__Task to complete__.
Would you copy out exactly the lines of the listing below, beginning with the one that contains "mode = per_instance" and ending with the last?

__Study material__.

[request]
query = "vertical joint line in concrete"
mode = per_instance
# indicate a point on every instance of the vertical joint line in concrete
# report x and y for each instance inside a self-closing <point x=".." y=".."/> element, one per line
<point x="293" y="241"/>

__Task result__.
mode = per_instance
# indicate a point on every instance of the vertical joint line in concrete
# report x and y for each instance inside a self-closing <point x=".." y=".."/> element, one per line
<point x="293" y="241"/>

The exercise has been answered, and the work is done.